* **CONSIGNES À SUIVRE**
Recopie toute la liste en remplaçant chaque « plot-scouting record » par « site survey log », sans rien modifier d'autre.

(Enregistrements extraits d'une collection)
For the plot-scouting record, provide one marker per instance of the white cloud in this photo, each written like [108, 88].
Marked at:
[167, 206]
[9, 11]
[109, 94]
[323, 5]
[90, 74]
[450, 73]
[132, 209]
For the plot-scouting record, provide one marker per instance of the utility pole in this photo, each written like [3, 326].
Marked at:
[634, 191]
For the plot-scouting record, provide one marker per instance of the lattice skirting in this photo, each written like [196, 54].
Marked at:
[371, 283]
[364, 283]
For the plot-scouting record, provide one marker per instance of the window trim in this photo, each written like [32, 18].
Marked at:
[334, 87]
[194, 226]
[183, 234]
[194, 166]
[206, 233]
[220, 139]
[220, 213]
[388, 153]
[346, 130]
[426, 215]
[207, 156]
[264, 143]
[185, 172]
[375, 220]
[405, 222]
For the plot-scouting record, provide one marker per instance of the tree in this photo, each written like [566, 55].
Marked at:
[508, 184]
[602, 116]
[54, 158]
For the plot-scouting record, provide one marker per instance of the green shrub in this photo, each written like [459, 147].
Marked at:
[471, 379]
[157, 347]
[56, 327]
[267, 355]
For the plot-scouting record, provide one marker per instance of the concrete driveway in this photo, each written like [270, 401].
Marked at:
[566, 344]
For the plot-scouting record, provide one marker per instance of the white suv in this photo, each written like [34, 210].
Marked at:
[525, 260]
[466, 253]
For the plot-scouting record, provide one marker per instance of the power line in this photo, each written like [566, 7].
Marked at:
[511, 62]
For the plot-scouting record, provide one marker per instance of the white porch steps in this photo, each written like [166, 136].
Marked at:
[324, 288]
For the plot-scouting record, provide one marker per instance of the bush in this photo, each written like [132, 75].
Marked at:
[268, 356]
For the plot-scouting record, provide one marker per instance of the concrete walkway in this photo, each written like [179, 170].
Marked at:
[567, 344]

* **RÉSULTAT DE L'EXERCICE**
For the site survey log, provide one marker per instance of the white cloud in this photo, each written like [108, 88].
Marked at:
[167, 206]
[9, 11]
[109, 94]
[323, 5]
[90, 74]
[450, 73]
[132, 209]
For the site survey log, provide one marker per instance of the utility pole in this photo, each written like [3, 326].
Marked at:
[634, 191]
For the site survey log, provide one marker per instance of the lattice skirting in this photo, each written like [196, 54].
Marked at:
[371, 283]
[364, 283]
For the site survey log, provide one marker per instance of the window trim in this photo, each written like [32, 18].
Marked at:
[334, 87]
[194, 226]
[183, 234]
[194, 166]
[206, 233]
[220, 139]
[220, 213]
[388, 153]
[346, 130]
[426, 215]
[207, 156]
[264, 143]
[185, 172]
[375, 220]
[405, 222]
For the site survey log, provide one marker per instance of the tree in this photo, each written like [566, 55].
Marked at:
[508, 184]
[602, 116]
[54, 158]
For the site survey log, provide one marker per instance of the green shrub in this photo, each written like [459, 147].
Marked at:
[471, 379]
[157, 347]
[56, 327]
[267, 355]
For the site survey log, provide one marker per instance of the concrete driveway in this photo, each written like [270, 401].
Marked at:
[566, 344]
For the site survey log, provide one marker per instance of the white suv in this photo, each written like [34, 210].
Marked at:
[525, 260]
[466, 253]
For the site survey log, provide one marker per instance of the power line in this photo, each written like [566, 7].
Marked at:
[511, 62]
For the site survey log, provide one marker per instance of the white porch steps in this photo, each written like [166, 136].
Marked at:
[324, 288]
For the site survey log, provide one marker per instance of the bush in this photo, each written like [132, 75].
Marked at:
[268, 356]
For the site survey log, provide one marker per instance of the concrete walkway in this photo, each written like [179, 170].
Marked at:
[567, 344]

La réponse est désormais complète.